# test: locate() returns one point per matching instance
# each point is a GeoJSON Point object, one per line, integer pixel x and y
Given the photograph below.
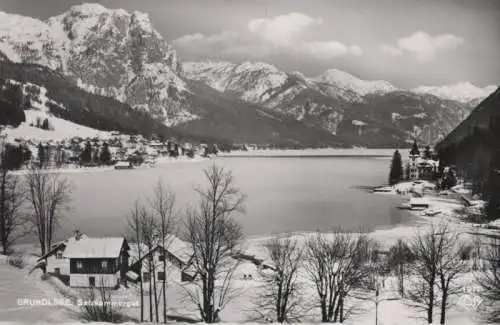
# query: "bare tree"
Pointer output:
{"type": "Point", "coordinates": [450, 266]}
{"type": "Point", "coordinates": [163, 205]}
{"type": "Point", "coordinates": [214, 235]}
{"type": "Point", "coordinates": [135, 221]}
{"type": "Point", "coordinates": [49, 197]}
{"type": "Point", "coordinates": [489, 280]}
{"type": "Point", "coordinates": [150, 240]}
{"type": "Point", "coordinates": [281, 294]}
{"type": "Point", "coordinates": [12, 218]}
{"type": "Point", "coordinates": [437, 264]}
{"type": "Point", "coordinates": [400, 257]}
{"type": "Point", "coordinates": [336, 266]}
{"type": "Point", "coordinates": [98, 306]}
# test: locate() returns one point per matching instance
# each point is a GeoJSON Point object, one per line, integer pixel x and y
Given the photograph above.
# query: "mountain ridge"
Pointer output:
{"type": "Point", "coordinates": [118, 54]}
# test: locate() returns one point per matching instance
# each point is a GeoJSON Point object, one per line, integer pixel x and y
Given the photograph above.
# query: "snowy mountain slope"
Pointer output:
{"type": "Point", "coordinates": [118, 54]}
{"type": "Point", "coordinates": [109, 52]}
{"type": "Point", "coordinates": [347, 81]}
{"type": "Point", "coordinates": [336, 102]}
{"type": "Point", "coordinates": [51, 92]}
{"type": "Point", "coordinates": [37, 110]}
{"type": "Point", "coordinates": [463, 92]}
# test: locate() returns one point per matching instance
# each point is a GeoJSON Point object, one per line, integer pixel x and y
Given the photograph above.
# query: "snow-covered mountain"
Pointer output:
{"type": "Point", "coordinates": [336, 101]}
{"type": "Point", "coordinates": [347, 81]}
{"type": "Point", "coordinates": [109, 52]}
{"type": "Point", "coordinates": [463, 92]}
{"type": "Point", "coordinates": [119, 54]}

★ ★ ★ ★

Problem to work on. Print each entry precisely as written; the pictures stay out.

Result.
# test: locate() returns one point per matching instance
# each point is a GeoJSON Point object, one per line, integer pixel x and y
Given the photograph below.
# query: "bare tree"
Pointer output:
{"type": "Point", "coordinates": [450, 266]}
{"type": "Point", "coordinates": [163, 205]}
{"type": "Point", "coordinates": [214, 235]}
{"type": "Point", "coordinates": [135, 221]}
{"type": "Point", "coordinates": [49, 197]}
{"type": "Point", "coordinates": [489, 280]}
{"type": "Point", "coordinates": [150, 240]}
{"type": "Point", "coordinates": [281, 294]}
{"type": "Point", "coordinates": [12, 218]}
{"type": "Point", "coordinates": [437, 264]}
{"type": "Point", "coordinates": [400, 257]}
{"type": "Point", "coordinates": [336, 266]}
{"type": "Point", "coordinates": [98, 306]}
# test: locate() returns one point per matching instance
# each point is a GeoJSON Point object, one per line, integer pixel x and y
Given the photograph above.
# query: "mountain ridge"
Pointer output:
{"type": "Point", "coordinates": [118, 54]}
# test: locate() returns one point per matching instance
# each point is a GeoJSON Point object, one per line, integer pixel x and y
Given the photograph above.
# query: "snowy mountain slope"
Pointer output:
{"type": "Point", "coordinates": [118, 54]}
{"type": "Point", "coordinates": [109, 52]}
{"type": "Point", "coordinates": [347, 81]}
{"type": "Point", "coordinates": [336, 102]}
{"type": "Point", "coordinates": [51, 92]}
{"type": "Point", "coordinates": [37, 110]}
{"type": "Point", "coordinates": [463, 92]}
# test: locate() returns one point per matching instance
# each point is a GeoJSON Point object, one per line, integer pixel x and y
Given the photograph above.
# query: "snow-covered mountain"
Pointer output:
{"type": "Point", "coordinates": [336, 101]}
{"type": "Point", "coordinates": [347, 81]}
{"type": "Point", "coordinates": [109, 52]}
{"type": "Point", "coordinates": [463, 92]}
{"type": "Point", "coordinates": [119, 54]}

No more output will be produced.